• **REQUIREMENTS**: Copy out the entire listing below line for line, but leave out the pictures.

=======

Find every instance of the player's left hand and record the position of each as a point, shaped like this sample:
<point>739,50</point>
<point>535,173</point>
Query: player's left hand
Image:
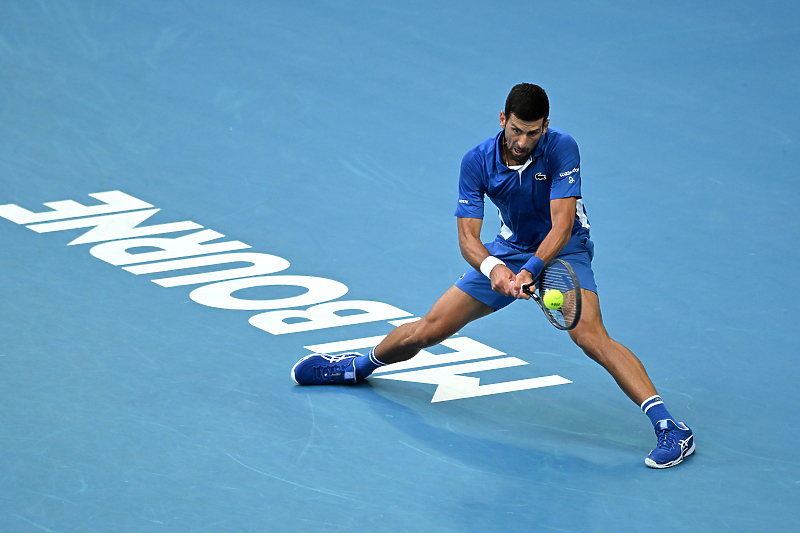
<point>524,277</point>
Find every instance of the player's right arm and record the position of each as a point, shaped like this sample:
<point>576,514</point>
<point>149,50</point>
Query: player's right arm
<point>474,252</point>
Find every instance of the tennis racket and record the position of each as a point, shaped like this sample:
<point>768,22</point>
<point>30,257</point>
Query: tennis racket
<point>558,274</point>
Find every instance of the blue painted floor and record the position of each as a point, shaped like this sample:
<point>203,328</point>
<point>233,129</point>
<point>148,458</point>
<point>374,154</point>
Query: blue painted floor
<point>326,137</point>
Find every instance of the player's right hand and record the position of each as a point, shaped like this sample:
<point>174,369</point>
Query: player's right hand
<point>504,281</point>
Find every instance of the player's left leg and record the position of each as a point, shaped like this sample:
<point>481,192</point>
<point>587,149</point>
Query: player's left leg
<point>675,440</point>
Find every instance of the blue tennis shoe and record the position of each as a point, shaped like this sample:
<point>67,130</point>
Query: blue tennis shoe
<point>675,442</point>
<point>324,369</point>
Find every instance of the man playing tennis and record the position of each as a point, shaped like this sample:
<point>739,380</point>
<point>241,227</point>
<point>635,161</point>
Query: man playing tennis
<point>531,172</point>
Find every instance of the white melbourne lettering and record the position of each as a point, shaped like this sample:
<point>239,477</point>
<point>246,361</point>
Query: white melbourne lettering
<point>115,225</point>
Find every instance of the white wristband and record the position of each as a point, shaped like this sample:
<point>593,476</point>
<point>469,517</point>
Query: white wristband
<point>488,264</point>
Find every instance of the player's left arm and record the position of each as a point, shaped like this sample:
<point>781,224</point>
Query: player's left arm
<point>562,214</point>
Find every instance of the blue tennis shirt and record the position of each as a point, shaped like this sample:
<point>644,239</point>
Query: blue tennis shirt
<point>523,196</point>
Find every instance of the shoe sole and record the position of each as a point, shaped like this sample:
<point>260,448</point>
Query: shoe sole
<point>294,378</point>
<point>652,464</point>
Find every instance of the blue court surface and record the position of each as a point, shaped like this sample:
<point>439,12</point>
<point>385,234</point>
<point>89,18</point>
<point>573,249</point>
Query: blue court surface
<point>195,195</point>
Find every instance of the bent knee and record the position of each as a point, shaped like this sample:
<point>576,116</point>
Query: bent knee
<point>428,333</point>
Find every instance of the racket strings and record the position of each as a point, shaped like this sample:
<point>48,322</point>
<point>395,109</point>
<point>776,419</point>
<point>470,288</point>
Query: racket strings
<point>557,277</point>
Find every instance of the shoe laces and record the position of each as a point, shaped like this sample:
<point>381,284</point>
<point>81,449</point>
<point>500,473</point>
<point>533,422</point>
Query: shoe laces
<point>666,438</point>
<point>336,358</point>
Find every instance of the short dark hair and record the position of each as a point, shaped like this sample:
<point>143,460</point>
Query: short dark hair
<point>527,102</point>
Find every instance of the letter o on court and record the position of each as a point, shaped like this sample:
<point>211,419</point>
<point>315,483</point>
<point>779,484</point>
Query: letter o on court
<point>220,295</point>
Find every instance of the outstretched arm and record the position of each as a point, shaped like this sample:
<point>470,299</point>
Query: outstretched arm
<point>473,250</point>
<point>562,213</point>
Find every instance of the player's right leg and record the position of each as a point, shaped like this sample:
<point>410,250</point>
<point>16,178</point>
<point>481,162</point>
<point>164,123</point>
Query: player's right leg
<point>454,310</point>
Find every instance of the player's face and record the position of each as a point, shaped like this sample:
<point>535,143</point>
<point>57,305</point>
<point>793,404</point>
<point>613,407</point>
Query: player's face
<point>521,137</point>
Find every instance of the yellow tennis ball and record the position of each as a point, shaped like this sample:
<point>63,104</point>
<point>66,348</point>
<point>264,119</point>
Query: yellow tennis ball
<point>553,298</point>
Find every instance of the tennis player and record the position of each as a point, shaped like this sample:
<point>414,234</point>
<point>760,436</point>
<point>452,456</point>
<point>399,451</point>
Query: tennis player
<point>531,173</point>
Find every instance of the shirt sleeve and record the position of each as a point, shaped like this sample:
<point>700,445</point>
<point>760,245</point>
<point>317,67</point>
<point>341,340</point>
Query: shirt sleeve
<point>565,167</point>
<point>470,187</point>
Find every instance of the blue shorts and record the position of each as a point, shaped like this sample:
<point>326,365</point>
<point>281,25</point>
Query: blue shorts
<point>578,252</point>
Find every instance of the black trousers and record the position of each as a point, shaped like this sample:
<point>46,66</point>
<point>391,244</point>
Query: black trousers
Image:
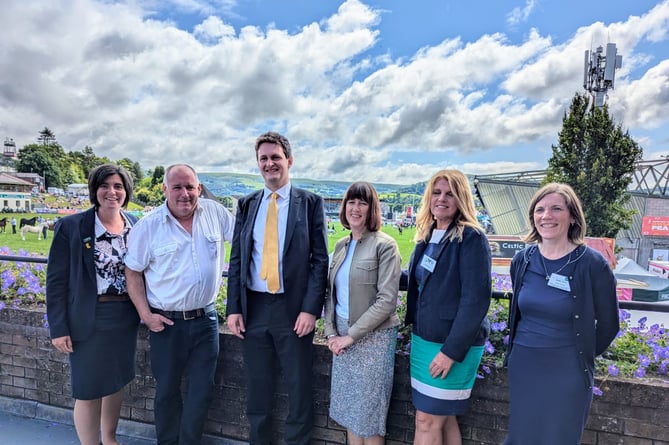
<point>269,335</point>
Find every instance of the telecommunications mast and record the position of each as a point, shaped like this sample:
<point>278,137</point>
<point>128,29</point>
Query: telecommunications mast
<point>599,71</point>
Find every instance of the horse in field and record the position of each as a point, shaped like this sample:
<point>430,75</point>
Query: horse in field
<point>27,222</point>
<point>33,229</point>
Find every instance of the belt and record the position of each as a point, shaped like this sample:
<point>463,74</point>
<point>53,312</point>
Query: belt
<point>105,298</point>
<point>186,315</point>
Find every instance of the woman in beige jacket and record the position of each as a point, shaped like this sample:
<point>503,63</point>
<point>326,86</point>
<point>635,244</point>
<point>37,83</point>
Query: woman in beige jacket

=======

• **RESULT**:
Find every instance of the player's left hand and record the position of each as a point, shaped like this sample:
<point>739,50</point>
<point>535,173</point>
Query: player's left hand
Image:
<point>524,277</point>
Find every instance of the player's right arm and record the position of each as a point, shaped like this sample:
<point>576,514</point>
<point>149,50</point>
Query: player's right arm
<point>474,252</point>
Find every instance of the tennis racket and record the position of each as a point, shaped like this sample:
<point>768,22</point>
<point>30,257</point>
Query: tennis racket
<point>558,274</point>
Find every instance of the blue painted floor and record the position of each as a point, shaped like this sample:
<point>203,328</point>
<point>233,129</point>
<point>148,458</point>
<point>374,154</point>
Query: blue painted floor
<point>326,137</point>
Find every instance of the player's right hand and record the position of each as a point, shaped like this sample:
<point>174,369</point>
Query: player's right hand
<point>504,281</point>
Find every instance of the player's left leg and record the position of each as a point, shaped like this sample:
<point>481,192</point>
<point>587,149</point>
Query: player's left leg
<point>675,440</point>
Find every instance of the blue tennis shoe and record the position of each as a point, shaped like this sample:
<point>67,130</point>
Query: blue tennis shoe
<point>675,442</point>
<point>324,369</point>
Find every instance of the man playing tennis and record the position of each as a point, shaped like this sample:
<point>739,380</point>
<point>241,227</point>
<point>635,161</point>
Query: man playing tennis
<point>531,172</point>
Find every instance of the white melbourne lettering and record the position of each as a point, shaped like this sample:
<point>239,477</point>
<point>246,361</point>
Query: white melbourne lettering
<point>115,225</point>
Find every instance of the white wristband and record the position of each as a point, shaped like this sample:
<point>593,476</point>
<point>469,517</point>
Query: white wristband
<point>488,264</point>
Find every instance of the player's left arm and record the position of each as a point, shaped like this sample:
<point>781,224</point>
Query: player's left arm
<point>562,214</point>
Find every instance of the blue tennis shirt and record the position of each as a point, shaped like this sample:
<point>644,239</point>
Query: blue tennis shirt
<point>523,196</point>
Find every instance of the shoe sole and record the position of each as a point, shaped like this sample:
<point>260,448</point>
Query: shoe sole
<point>294,378</point>
<point>652,464</point>
Find every instance of the blue court surface and record the position of each as a point, shaped like this sample:
<point>439,12</point>
<point>385,234</point>
<point>89,18</point>
<point>573,249</point>
Query: blue court surface
<point>195,195</point>
Find every instance of the bent knee and record the position of each as a point, shaped like this sample:
<point>576,116</point>
Query: bent knee
<point>428,333</point>
Find every instance of the racket strings and record the position of each as a point, shaped like this sample:
<point>48,322</point>
<point>395,109</point>
<point>776,419</point>
<point>470,288</point>
Query: racket strings
<point>557,277</point>
Find every instance of the shoe laces and record the position of each as a point, shaped like this sample:
<point>381,284</point>
<point>81,449</point>
<point>500,473</point>
<point>533,422</point>
Query: shoe laces
<point>666,438</point>
<point>336,358</point>
Find every instance of the short dark hair and record the position of each as a point, shaped like this sample:
<point>143,460</point>
Query: short dark hair
<point>527,102</point>
Find every instance of the letter o on court and record the position of each as a point, shaped like this sample:
<point>211,419</point>
<point>315,483</point>
<point>779,484</point>
Query: letter o on court
<point>220,295</point>
Find every instance of the outstretched arm and record the position of each as a point, shaped like this sample:
<point>470,299</point>
Query: outstretched arm
<point>473,250</point>
<point>562,213</point>
Find every instance of the player's right leg and record the position of each as a point, shaped like this sample:
<point>410,250</point>
<point>16,178</point>
<point>481,162</point>
<point>164,123</point>
Query: player's right leg
<point>454,310</point>
Find every instance of the player's face and record the position of each as a point, shaped like this sample:
<point>535,143</point>
<point>57,305</point>
<point>793,404</point>
<point>613,407</point>
Query: player's face
<point>521,137</point>
Find every instance of the yellow tennis ball and record the position of each as a point, shaped like this sample:
<point>63,104</point>
<point>66,348</point>
<point>264,119</point>
Query: yellow tennis ball
<point>553,298</point>
Find every instance of the tennis player and record the position of each as a point, shaped like this sample:
<point>414,234</point>
<point>760,436</point>
<point>452,456</point>
<point>399,451</point>
Query: tennis player
<point>531,173</point>
Find every instance of the shirt sleeve and record the position of each as a point, shaped like this sample:
<point>700,445</point>
<point>760,245</point>
<point>317,67</point>
<point>341,340</point>
Query: shirt sleeve
<point>565,167</point>
<point>470,187</point>
Find every instance of the blue shorts and record the position of each as a point, shaped like this sample:
<point>326,365</point>
<point>281,25</point>
Query: blue shorts
<point>578,252</point>
Find every instance of the black trousers and record the position of each as a point, shaped like this sample:
<point>46,66</point>
<point>391,244</point>
Query: black trousers
Image:
<point>269,335</point>
Find every instance of the telecommunications mast and record the position of each as a point, shaped like this sample:
<point>278,137</point>
<point>128,29</point>
Query: telecommunications mast
<point>599,71</point>
Find every instance of the horse in field and record the position of each as a point, shaped like this sample:
<point>430,75</point>
Query: horse in field
<point>27,222</point>
<point>33,229</point>
Find every instance of the belt and record the position of each as a point, shaped like this sample:
<point>463,74</point>
<point>53,312</point>
Query: belt
<point>105,298</point>
<point>186,315</point>
Find every instance of the woman in beige jacket and record the position of each as a point, shaped like this sample:
<point>503,63</point>
<point>326,86</point>
<point>635,244</point>
<point>37,83</point>
Query: woman in beige jacket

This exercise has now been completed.